[Named object pointing entries]
◆ ◆ ◆ ◆ ◆ ◆ ◆

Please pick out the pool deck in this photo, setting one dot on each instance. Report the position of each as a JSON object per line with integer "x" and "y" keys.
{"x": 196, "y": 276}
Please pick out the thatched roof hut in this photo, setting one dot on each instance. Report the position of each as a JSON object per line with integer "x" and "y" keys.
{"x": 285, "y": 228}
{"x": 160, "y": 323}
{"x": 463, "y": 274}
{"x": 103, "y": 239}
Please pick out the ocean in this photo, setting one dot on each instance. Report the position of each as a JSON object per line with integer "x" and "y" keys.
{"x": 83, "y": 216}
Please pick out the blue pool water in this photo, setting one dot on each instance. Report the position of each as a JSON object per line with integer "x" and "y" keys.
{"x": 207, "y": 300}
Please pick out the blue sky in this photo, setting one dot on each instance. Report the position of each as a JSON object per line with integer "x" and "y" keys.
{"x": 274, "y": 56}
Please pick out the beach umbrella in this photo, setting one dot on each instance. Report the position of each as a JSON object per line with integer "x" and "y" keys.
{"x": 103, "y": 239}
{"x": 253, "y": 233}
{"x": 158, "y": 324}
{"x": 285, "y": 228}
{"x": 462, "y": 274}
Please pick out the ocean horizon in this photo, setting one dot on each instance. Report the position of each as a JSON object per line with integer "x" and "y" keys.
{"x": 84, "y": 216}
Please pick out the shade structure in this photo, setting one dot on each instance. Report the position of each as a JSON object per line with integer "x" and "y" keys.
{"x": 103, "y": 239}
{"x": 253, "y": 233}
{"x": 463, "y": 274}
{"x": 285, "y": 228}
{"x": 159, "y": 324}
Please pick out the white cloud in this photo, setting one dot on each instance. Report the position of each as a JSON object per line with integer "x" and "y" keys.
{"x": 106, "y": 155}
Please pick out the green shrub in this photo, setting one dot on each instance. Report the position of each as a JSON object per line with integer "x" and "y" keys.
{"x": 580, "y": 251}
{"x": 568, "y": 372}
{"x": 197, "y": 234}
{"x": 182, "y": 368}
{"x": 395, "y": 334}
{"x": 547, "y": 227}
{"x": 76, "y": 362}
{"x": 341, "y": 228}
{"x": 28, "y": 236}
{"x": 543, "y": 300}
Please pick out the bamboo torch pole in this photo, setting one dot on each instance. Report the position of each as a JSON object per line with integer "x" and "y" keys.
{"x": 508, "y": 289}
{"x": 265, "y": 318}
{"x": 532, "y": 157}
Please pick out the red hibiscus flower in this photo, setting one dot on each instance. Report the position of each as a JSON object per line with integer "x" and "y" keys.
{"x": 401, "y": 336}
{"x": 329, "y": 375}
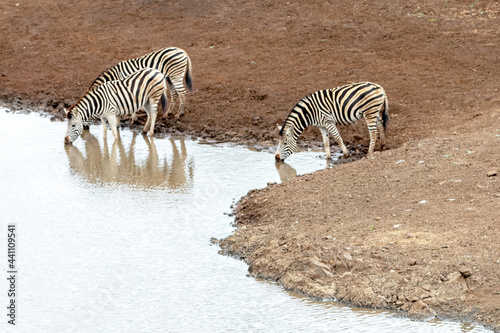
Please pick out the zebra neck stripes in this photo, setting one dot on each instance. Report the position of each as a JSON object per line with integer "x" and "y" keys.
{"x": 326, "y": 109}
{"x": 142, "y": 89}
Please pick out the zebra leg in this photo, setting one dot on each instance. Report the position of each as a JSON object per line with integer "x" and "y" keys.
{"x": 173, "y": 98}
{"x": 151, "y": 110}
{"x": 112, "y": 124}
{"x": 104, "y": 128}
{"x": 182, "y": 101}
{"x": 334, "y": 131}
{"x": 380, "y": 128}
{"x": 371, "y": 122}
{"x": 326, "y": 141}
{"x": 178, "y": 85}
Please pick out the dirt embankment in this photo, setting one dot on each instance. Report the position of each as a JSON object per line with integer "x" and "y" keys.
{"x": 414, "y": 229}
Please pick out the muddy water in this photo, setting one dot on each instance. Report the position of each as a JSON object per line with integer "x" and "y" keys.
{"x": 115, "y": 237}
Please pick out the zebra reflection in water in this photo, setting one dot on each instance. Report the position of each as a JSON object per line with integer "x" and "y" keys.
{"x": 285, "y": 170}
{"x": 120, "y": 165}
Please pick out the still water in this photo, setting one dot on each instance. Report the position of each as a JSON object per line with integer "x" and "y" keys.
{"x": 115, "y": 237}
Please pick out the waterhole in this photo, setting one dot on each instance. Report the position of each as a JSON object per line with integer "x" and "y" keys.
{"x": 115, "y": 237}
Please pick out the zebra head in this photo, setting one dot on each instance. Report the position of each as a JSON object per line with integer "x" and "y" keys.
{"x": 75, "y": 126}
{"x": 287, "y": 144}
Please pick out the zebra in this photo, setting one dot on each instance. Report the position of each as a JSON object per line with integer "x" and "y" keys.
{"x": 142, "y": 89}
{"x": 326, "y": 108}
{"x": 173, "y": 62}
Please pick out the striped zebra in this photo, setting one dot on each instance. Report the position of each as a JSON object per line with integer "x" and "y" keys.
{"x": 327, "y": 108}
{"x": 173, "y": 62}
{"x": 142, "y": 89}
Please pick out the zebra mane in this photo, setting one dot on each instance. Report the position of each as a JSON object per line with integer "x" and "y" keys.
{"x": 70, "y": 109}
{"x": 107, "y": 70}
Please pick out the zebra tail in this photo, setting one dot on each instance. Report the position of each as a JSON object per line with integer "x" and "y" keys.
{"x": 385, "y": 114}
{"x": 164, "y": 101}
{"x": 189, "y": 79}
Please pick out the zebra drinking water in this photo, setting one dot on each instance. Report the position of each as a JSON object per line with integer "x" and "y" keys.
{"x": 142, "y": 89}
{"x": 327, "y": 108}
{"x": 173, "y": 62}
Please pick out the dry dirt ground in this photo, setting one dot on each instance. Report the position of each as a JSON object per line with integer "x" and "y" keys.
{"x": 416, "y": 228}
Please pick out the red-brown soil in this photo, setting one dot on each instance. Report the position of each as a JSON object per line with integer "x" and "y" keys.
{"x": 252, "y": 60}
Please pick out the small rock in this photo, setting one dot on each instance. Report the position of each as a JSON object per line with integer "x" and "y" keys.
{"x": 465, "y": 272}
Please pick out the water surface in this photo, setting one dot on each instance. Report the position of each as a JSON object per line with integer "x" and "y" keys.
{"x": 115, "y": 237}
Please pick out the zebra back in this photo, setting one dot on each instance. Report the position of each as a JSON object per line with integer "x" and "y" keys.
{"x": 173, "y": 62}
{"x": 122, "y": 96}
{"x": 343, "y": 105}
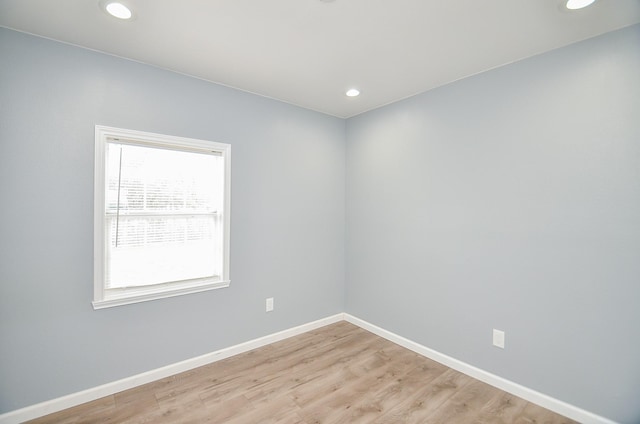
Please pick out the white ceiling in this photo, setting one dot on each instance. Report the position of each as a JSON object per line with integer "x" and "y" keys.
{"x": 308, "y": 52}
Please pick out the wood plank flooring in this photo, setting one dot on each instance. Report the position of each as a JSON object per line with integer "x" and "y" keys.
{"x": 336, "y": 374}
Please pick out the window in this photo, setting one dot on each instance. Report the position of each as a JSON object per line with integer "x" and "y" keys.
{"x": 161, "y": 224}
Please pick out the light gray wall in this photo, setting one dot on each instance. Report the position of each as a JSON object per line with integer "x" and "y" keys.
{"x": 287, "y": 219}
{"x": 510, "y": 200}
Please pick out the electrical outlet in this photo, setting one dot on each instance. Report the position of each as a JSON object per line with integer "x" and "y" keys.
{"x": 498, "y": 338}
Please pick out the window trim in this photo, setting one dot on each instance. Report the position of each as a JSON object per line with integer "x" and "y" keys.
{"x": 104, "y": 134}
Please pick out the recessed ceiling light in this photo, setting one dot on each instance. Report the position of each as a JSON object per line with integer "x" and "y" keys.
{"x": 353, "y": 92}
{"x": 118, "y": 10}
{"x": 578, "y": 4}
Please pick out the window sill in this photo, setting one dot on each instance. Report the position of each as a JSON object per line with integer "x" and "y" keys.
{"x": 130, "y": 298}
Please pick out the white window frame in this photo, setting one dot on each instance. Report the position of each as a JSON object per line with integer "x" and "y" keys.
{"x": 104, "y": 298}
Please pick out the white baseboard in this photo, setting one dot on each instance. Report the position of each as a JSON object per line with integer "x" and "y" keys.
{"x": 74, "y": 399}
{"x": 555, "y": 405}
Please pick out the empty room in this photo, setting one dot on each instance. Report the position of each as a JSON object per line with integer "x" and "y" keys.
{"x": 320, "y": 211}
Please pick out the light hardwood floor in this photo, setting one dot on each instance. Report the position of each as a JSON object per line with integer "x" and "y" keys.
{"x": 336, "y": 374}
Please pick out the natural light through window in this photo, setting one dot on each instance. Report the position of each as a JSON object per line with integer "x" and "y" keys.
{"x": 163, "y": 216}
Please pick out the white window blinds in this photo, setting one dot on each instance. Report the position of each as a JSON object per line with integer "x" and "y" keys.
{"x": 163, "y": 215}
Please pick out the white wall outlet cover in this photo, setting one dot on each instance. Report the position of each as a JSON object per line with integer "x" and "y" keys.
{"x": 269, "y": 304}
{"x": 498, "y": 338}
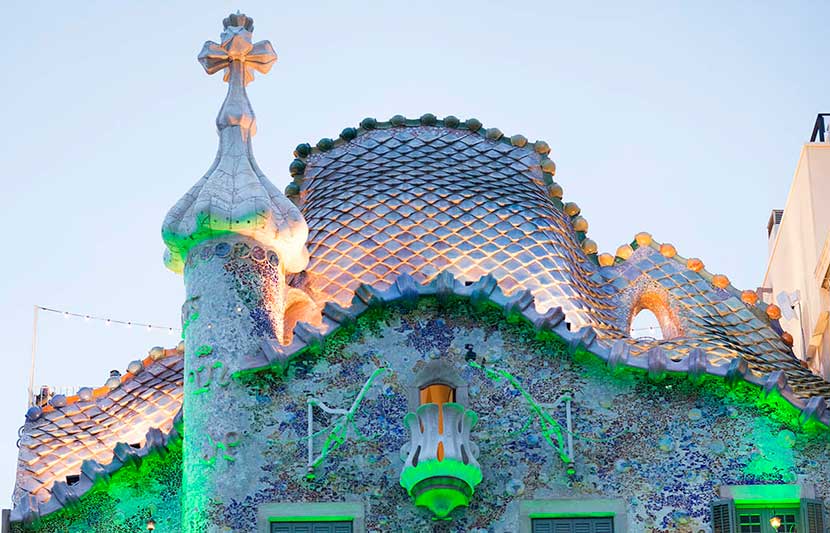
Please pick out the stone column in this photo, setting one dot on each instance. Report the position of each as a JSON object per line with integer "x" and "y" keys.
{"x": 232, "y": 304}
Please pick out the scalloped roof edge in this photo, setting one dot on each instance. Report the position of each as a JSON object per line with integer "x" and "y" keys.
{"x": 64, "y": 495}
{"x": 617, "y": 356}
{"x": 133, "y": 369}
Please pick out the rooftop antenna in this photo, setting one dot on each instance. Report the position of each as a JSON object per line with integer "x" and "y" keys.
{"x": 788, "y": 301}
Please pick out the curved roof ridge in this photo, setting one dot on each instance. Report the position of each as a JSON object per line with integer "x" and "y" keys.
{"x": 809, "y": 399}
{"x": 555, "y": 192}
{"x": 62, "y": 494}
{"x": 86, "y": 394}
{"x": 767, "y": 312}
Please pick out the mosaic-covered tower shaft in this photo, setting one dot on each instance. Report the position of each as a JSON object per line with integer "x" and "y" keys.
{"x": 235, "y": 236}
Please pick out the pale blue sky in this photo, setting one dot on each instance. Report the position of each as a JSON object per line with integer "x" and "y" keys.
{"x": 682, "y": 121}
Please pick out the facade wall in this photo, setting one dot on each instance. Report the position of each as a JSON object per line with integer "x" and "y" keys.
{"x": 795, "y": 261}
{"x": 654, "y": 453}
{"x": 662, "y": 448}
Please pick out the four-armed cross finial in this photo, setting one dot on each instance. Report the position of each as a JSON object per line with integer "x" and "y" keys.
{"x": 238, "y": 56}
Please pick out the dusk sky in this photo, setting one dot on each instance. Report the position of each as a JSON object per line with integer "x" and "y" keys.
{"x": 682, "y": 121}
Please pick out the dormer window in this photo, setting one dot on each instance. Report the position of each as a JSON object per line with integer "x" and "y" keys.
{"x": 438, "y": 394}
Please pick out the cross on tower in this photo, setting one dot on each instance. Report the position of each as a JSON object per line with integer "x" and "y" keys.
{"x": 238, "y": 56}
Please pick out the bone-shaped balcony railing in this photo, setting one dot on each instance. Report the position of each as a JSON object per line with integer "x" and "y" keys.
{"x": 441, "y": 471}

◆ ◆ ◆ ◆ ◆ ◆ ◆

Work to complete
Begin with the line that contains "Please pick out the mosaic-covered" and set down each line exactly until the records above end, including the final line.

Exercise output
Please pick out the mosaic-covered tower shaft in this photo, setting one dot on each instance. Report the position of each as a JSON object per line with integer "x" and "y" keys.
{"x": 235, "y": 236}
Please pick out the pale blue sky in this photo, setting one dot on each instance. Report the position of each as a JSON object per line with integer "x" and "y" keys.
{"x": 682, "y": 121}
Please pick out the facade wall in this photo, setting one dot on each instance. Report the position of each as a JSON object per line with integer "x" and "y" keys.
{"x": 795, "y": 261}
{"x": 654, "y": 453}
{"x": 662, "y": 448}
Please pick out the four-armed cross finial in this photo, setting one dot on each instance. Report the position of each as a JSON object per line with integer "x" and "y" keys.
{"x": 238, "y": 56}
Please pick out the dusk sky in this photo, setting one dot on each instance. Report the position of each as a JSON object per line with integer "x" and "y" keys.
{"x": 682, "y": 121}
Please pick out the dormer window in this photo, setting one dot on each instance. Report the position of each as a JSON object per line with integer "x" and "y" keys.
{"x": 438, "y": 394}
Please pick out the cross on tower in this photo, setting one dot on each instance. Report the position of each as a JSON object per line with integer "x" and "y" keys.
{"x": 238, "y": 56}
Please pick out the bone-shaped balcony railing in this photo, setting one dot on each instance. Report the position of each as a JSON object per line with integer "x" and "y" keys.
{"x": 441, "y": 471}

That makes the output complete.